start PASSAGE PROVIDED

On rare days, it is possible to see from Santa Cruz (California) all the way to where the distant Gabilan Range disappears over the horizon beyond Soledad. From Lighthouse State Beach, the stack tops of the Moss Landing Power Plant (as of the 1990s) seem to align with the mountain ridge near North Chalone Peak. This coincidental alignment is caused by the relative heights and distances, curvature of the Earth, and atmospheric effects.
Lighthouse State Beach, in Santa Cruz, California USA, is a well-known surfing spot called steamer lane. The locals call the adjacent beach It's beach, although I don't know why.
This lighthouse is a memorial and a surfing museum, not the navigation aid at the yacht harbor. As long as there's no fog, the view across Monterey Bay is superb.
Once in a while, a gentle easterly wind clears the coastline, and it's possible to see long distances. This tends to happen between storms in the cool. rainy season – known as winter, elsewhere. One such day, I was looking southeast across the bay. It was possible to see clearly all the way to where the Gabilan Range disappeared over the horizon along the Salinas Valley, some fifty miles away.
The year was soon after the 500th anniversary of Columbus arriving in the Western Hemisphere, and I had been thinking about historical methods for estimating the size of the Earth. A reasonably good estimate was known during the Graeco-Roman era, but at the time of Columbus, different estimates were in use. Contrary to popular mythology, educated Europeans knew that the Earth was spherical, and had an idea of its size. The most commonly used size, along with an estimate of the eastward distance to the Orient, indicated that it was impractical to get there by sailing westward. But Columbus was able to convince Spain of an erroneously small size, which would have made it practical.
Here is the view from the low cliff at Lighthouse State Beach. There is a conspicuous power plant at Moss Landing, 17 miles away, along the bay shore. The tops of the stacks seemed to touch the mountain ridge far behind them. The view is actually clearer to the naked eye, which can distinguish subtle shades.
You can't miss noticing the power plant. It is by far the largest and most conspicuous man-made object along the coast of Monterey Bay. Seen from Santa Cruz, the two stacks have greater visual separation than shown in this photo.
The ridge was in the Gabilan Range. Just to the right of the stacks was its highest local point, North Chalone Peak. On another day, I drove to the town of Gonzales, and took a photo of the ridge from nearby, from the direction aligned with Santa Cruz.
I realized that the visual alignment of stacks and mountains could provide a way to calculate the size of the Earth. The calculation turned out to be more difficult than I had imagined, since a subtle atmospheric effect must be taken into account.
On a clearer day, I went down to the beach at low tide. Using binoculars, I sketched the alignment. The reason for choosing low tide was so that my view would be from sea level, defined as the average level of high tide, without the need to swim.
I verified my line of sight using the Atlas of California.
Here are sections of USGS topographic maps, showing the sightline at Santa Cruz through the stacks at Moss Landing. At Santa Cruz, "W" marks the position of the municipal wharf.
From the beach to the power plant is 27.51 km, and from the beach to the ridge is 92.40 km. My view from sea level was at elevation zero. The topographic map shows the elevation of the peak as 3305 feet, but I am authoratatively informed that the map is wrong! The peak is only 3194 feet. I therefore reduced the ridge value to 2789 feet (850 meters).
The customer response group at Duke Energy Corp., which owned the power plant at the time, informed me that the stacks were 500 feet (really) above base elevation 32 feet, for a total elevation of 532 feet (162.2 meters) above sea level.

end PASSAGE PROVIDED
start RECORDS

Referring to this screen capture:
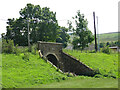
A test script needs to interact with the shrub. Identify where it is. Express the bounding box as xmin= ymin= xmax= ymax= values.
xmin=2 ymin=39 xmax=14 ymax=53
xmin=31 ymin=44 xmax=37 ymax=55
xmin=101 ymin=46 xmax=111 ymax=54
xmin=22 ymin=53 xmax=29 ymax=61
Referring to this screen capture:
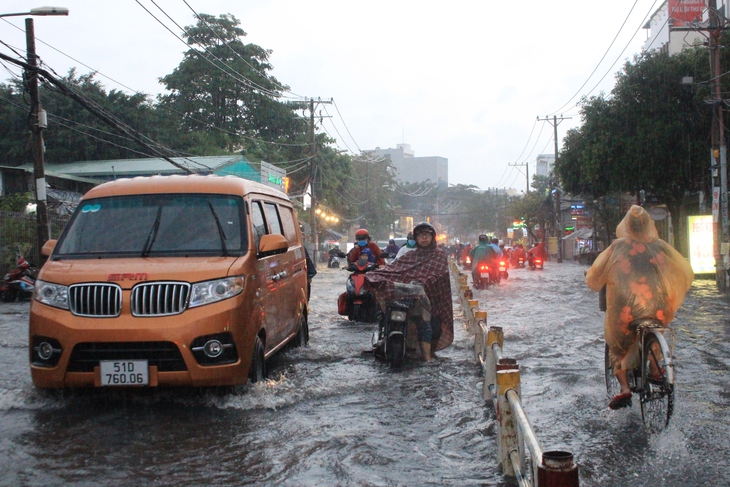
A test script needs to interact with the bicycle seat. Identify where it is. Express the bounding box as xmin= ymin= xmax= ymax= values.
xmin=629 ymin=318 xmax=666 ymax=331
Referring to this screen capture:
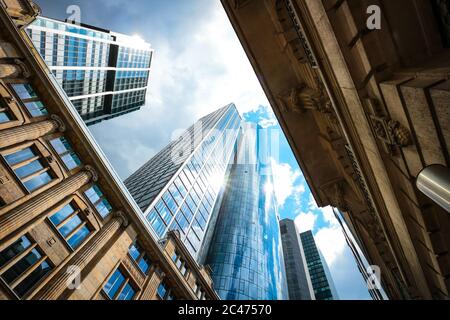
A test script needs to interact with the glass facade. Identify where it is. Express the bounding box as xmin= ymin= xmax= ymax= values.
xmin=26 ymin=17 xmax=153 ymax=125
xmin=280 ymin=219 xmax=315 ymax=300
xmin=300 ymin=231 xmax=338 ymax=300
xmin=206 ymin=124 xmax=288 ymax=300
xmin=125 ymin=105 xmax=241 ymax=258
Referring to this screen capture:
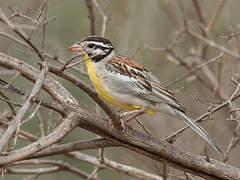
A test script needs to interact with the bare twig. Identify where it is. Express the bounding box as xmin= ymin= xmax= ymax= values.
xmin=85 ymin=0 xmax=96 ymax=35
xmin=166 ymin=53 xmax=224 ymax=87
xmin=0 ymin=63 xmax=48 ymax=151
xmin=92 ymin=0 xmax=108 ymax=36
xmin=68 ymin=152 xmax=162 ymax=180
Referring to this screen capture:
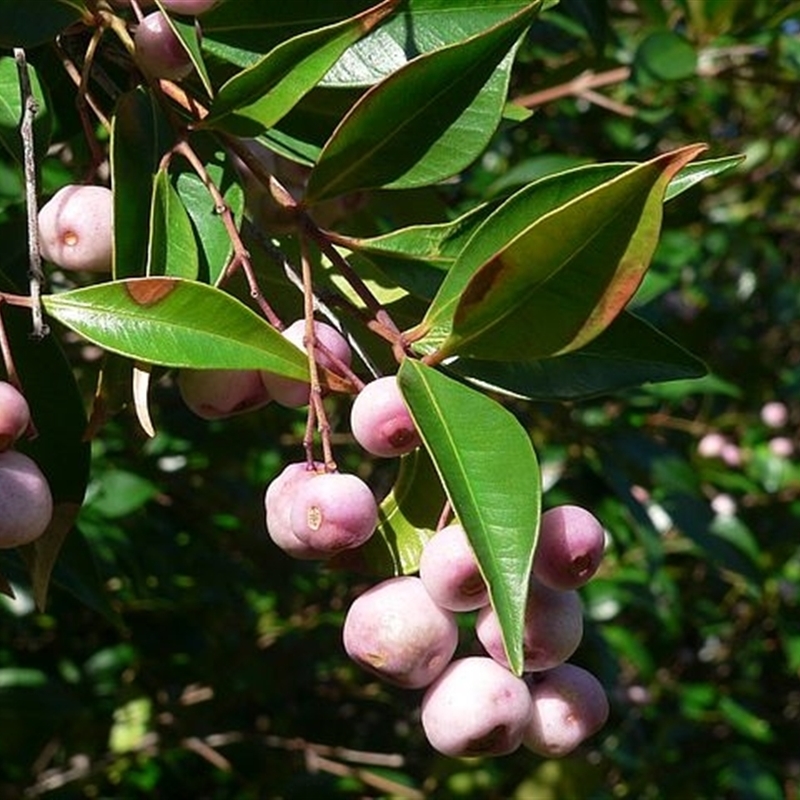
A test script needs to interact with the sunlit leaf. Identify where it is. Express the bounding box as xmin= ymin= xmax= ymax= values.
xmin=398 ymin=359 xmax=541 ymax=673
xmin=307 ymin=2 xmax=539 ymax=202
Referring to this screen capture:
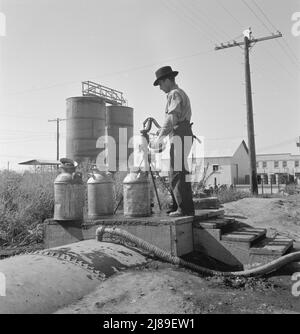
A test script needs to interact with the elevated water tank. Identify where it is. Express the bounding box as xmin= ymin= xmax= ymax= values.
xmin=66 ymin=96 xmax=106 ymax=162
xmin=106 ymin=105 xmax=133 ymax=171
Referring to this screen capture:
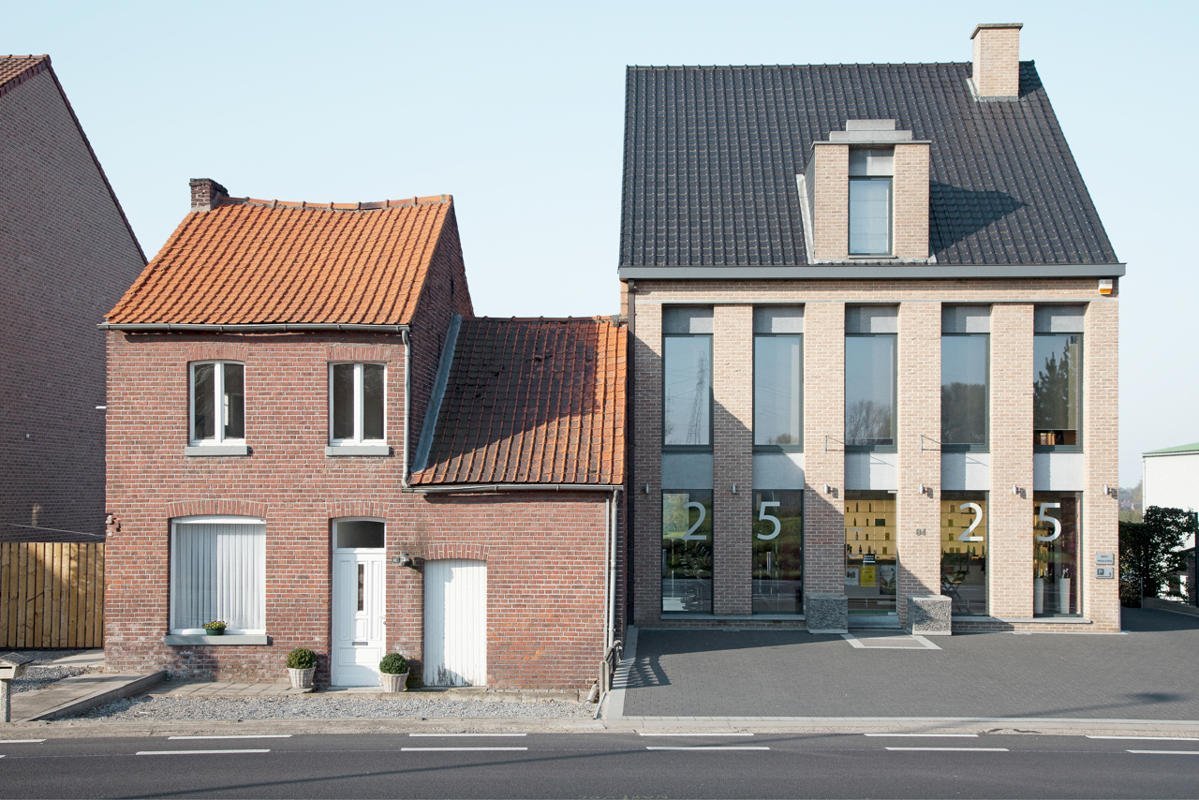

end RECORDS

OBJECTIVES:
a - In the Santa Cruz sightline passage, what total elevation above sea level is given for the power plant stacks?
b - Please write the next part of the Santa Cruz sightline passage, picking up after its final sentence.
The material plays no role here.

RESULTS OF THE TASKS:
a - 532 feet (162.2 meters).

b -
Atmospheric effects are important. If there were no air, then the information about heights and distances would be enough to calculate the size of the Earth. In fact, I tried it that way first, since I didn't realize how important atmospheric effects would be. The result that was not even close. To get a good result, we need to understand the refraction of light in a clear, well-mixed lower atmosphere.
On most days, a temperature inversion normally blocks or distorts the long-distance view over Monterey Bay. Typically the view is obscured by fog or mist. But even when the air is clear, an inversion distorts the path of light so that distant objects appear in atypical positions. The most severe conditions produce a type of mirage, the Fata Moraga, discussed in the Appendix.
Fortunately, the normal inversion is dissipated by the weather on days when the alignment is clearly visible. In this case, we can use a standard model of the lower atmosphere to calculate the refraction of light as it passes through air.
Surfers are familiar with wave refraction. In coastal areas, wherever the depth of ocean water is less than a few times the distances between wave crests, the speed of a wave depends upon depth. The shallower the water, the slower the wave moves. As a result, the direction of wave travel is altered as the wave approaches shore. This occurs because different parts of the same wave crest will be above water of varying depths. In fact, the excellent surfing near the lighthouse is largely due to wave refraction.
Even in the mildest climate and most temperate weather, air density decreases as height increases. As a result, the path of light is slightly and gradually bent as it passes though a long expanse of air. This "normal" mirage causes distant objects near the horizon to appear higher than they really are. The effect partially negates the appearance of objects sinking over the horizon due to Earth's curvature. The combined effect is to make Earth appear somewhat flatter than it would appear if our planet had no atmosphere.
The illustration shows light waves (imagined as water waves) traveling from right to left, but faster in the upper part. The crest will slowly curve as it moves. The direction of travel is always locally perpendicular to the crest. When a wave reaches the observer, it will appear that the source, traced backwards straight from the direction of arrival, is in the mirage location rather than in the actual location.
Imagine a tall, distant mountain range behind low foothills. These three drawings show an imaginary flat Earth with no atmosphere, a curved Earth with no atmosphere, and the actual case of curvature and atmosphere.
At right (not to scale), solid blue represents sea level. Dashed black represents a horizontal line from the observer, and red represents the line of sight from observer past the stack tops.
The first figure shows what would happen on an imaginary flat Earth, with no mirage. Given the heights of the stacks and ridge, and their distances from the observer, they would not align. The top of the ridge would appear to be well above the stacks.
The second figure accounts for the Earth's curvature, but neglects the mirage. In this case, the top of the stacks would appear well above the ridge.
With both effects, the stacks and ridge align. Dashed blue is the mirage of sea level.
We will first calculate Earth curvature. For various reasons, the Earth (geoid) is not quite spherical but that has little effect at our level of accuracy.
We will use a spherical Earth (blue line) of radius R. Its center is at point C.
Suppose an object T is located at distance D from a sea-level observer O. The horizontal plane at the observer intercepts the object at an elevation F above the object's base B. If the Earth's curvature were the only effect, then the part of the object below F would be beneath the observer's horizon.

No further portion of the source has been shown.